--- Start ---
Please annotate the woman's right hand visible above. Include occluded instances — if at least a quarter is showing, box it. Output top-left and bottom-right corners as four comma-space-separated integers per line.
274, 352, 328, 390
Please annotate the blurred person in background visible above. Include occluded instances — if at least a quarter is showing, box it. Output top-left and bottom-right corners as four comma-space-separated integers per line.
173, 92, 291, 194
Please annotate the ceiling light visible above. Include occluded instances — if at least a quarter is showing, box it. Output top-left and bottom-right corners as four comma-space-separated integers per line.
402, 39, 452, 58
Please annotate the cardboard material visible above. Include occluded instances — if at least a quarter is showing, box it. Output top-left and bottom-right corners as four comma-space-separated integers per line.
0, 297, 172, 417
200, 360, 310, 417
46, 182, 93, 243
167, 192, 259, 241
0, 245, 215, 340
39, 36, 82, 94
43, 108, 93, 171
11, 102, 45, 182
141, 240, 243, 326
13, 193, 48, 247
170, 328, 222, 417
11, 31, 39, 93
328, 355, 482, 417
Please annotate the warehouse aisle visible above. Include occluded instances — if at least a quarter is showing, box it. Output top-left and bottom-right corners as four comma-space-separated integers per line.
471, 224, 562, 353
--- End ---
How many of the lines above contain the string "material"? Reply with the number alone.

1